**Work item:**
Nothing in the records may be altered. Repeat them in full.

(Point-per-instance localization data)
□ □ □ □ □

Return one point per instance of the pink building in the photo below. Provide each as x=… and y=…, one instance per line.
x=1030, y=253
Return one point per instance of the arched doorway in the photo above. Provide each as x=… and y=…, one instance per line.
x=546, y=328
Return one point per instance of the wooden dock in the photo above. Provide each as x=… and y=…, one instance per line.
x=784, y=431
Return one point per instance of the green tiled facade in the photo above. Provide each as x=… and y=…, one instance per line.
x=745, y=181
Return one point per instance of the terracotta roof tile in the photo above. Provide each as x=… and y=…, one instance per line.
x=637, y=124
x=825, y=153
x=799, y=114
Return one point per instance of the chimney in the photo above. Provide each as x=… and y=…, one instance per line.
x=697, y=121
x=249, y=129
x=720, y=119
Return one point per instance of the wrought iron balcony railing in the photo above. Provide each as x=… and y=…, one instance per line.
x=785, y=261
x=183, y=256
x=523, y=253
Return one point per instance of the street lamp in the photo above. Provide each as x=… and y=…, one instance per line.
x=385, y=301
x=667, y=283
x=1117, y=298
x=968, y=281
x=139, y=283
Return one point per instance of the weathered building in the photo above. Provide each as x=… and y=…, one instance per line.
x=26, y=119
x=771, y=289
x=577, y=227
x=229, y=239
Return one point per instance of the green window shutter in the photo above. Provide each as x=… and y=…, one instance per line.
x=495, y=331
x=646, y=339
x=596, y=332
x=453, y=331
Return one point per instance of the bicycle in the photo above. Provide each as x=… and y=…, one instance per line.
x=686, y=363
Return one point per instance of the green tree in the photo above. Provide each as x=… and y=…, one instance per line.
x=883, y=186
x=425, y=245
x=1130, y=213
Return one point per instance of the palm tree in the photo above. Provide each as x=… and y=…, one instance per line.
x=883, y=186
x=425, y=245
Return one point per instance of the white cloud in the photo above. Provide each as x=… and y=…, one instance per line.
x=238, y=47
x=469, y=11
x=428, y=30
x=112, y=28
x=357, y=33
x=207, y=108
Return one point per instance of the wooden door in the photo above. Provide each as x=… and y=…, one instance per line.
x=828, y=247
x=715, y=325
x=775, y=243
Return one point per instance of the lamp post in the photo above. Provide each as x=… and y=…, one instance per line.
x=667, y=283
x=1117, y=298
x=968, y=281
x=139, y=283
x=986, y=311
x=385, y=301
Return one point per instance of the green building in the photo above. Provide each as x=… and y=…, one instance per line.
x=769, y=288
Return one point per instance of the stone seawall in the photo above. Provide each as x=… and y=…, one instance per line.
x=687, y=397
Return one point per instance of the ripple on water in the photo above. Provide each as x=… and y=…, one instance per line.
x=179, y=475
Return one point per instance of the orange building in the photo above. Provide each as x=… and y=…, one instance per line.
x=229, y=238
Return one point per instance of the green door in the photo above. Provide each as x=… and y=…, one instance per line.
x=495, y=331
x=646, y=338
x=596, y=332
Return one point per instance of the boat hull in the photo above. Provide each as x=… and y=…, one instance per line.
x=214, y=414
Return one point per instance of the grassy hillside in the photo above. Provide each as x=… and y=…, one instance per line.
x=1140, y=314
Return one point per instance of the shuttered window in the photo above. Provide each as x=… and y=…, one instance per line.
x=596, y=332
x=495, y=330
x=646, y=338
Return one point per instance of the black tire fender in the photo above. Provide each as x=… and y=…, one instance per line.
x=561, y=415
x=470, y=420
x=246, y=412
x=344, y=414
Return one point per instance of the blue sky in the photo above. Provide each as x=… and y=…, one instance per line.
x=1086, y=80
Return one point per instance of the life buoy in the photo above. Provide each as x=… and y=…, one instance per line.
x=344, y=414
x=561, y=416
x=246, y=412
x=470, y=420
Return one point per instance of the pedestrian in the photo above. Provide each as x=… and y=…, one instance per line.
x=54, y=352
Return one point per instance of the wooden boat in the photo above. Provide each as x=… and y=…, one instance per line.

□ □ □ □ □

**Task output:**
Return one point per instance of the pink building in the photo below. Provide each as x=… and y=…, one instance per line.
x=1030, y=253
Return one point per instance of the arched doorway in the photo above. Provide each as x=… and y=…, one instance per line.
x=546, y=328
Return one point per instance of the wooden dock in the photo above. Provide each as x=… and y=…, one instance per line.
x=784, y=431
Return one point per instance of the green tiled facade in the photo above. Provide each as x=… and y=…, one instance per line.
x=745, y=181
Return one point per instance of the terracotta roof tile in the photo above. Provide each as x=… and y=…, one instance per line.
x=637, y=124
x=825, y=153
x=799, y=114
Return one point per instance of the chimney in the photo above. Provide each as x=… and y=…, one instance per line.
x=697, y=121
x=249, y=129
x=720, y=119
Return one point per instance of the wrought iron balcony railing in the photo above. Provide each as x=… and y=…, one instance per line.
x=785, y=261
x=183, y=256
x=523, y=253
Return one point per instance of the street lamp in the photo above. Provide each as x=… and y=…, one instance per line.
x=385, y=301
x=667, y=283
x=1117, y=298
x=968, y=281
x=139, y=283
Return one point per instance of the weathered building in the photo above. Provide each as x=… and y=…, one instance per line.
x=26, y=119
x=771, y=289
x=577, y=227
x=229, y=239
Return one point per instance of the green window shutter in the photo above. Provide each as x=… and y=…, one instance per line.
x=495, y=331
x=646, y=339
x=596, y=332
x=453, y=331
Return one point per instance of the bicycle in the photo above. Provide each as x=… and y=…, one instance per line.
x=686, y=363
Return one point per instance of the green tree in the photo above. Provide each as x=… and y=…, one instance per line.
x=883, y=186
x=425, y=245
x=1130, y=213
Return one point per instance of the palm tree in the photo above. Provide each as x=… and y=…, one instance per line.
x=883, y=186
x=425, y=245
Return one point per instance of the white cloud in the photo above. Provide each as x=… and y=…, one instance per line.
x=238, y=47
x=469, y=11
x=428, y=30
x=112, y=28
x=357, y=33
x=207, y=108
Return one point per instance of the wooden door in the photo above. Provide each as x=… and y=…, one instance per line.
x=828, y=247
x=715, y=325
x=775, y=243
Return one point per instance of the lamp post in the photo above. Provide each as x=… and y=…, one instance per line.
x=667, y=283
x=1117, y=298
x=968, y=281
x=139, y=283
x=986, y=311
x=385, y=301
Return one point per instance of the green building in the photo above. Provide each as x=… and y=…, one instance per line.
x=769, y=288
Return one point per instance of the stone seawall in the photo above. Provide each as x=… and y=…, one instance per line.
x=687, y=397
Return one point per instance of the ripple on water in the photo above. Provide each as x=… and y=…, one instance per line.
x=179, y=475
Return one point per instance of the orange building in the photo above. Provide each as x=… and y=…, one instance per line.
x=229, y=238
Return one point per instance of the green door in the photo above. Provide each as x=… and y=…, one instance per line.
x=495, y=331
x=646, y=338
x=596, y=332
Return one point per instance of the boat hull in the photo above. Provide each as x=… and y=…, one instance per line.
x=214, y=414
Return one point per instance of the grassy hillside in the photo above. Provide each as x=… and y=…, one instance per line.
x=1140, y=314
Return one point per instance of the shuttered window in the photo above. Provide each as x=… and y=…, one instance per line.
x=596, y=332
x=495, y=330
x=646, y=338
Return one point per instance of the black tire fender in the photo above. Provide each as x=… and y=…, one instance per line.
x=561, y=415
x=470, y=420
x=246, y=412
x=344, y=414
Return one point per instance of the blue sky in the photo above. Provide each as x=… and y=…, one instance per line.
x=1086, y=80
Return one point per instance of the life buoy in the photo above. Provide each as x=… and y=…, one instance per line.
x=344, y=414
x=561, y=416
x=246, y=412
x=470, y=420
Return one point per instance of the pedestrian in the photo above. Provide each as x=… and y=…, one instance per line.
x=54, y=352
Return one point per instance of the wooden boat in the photo above. Provide each as x=… and y=…, one instance per line.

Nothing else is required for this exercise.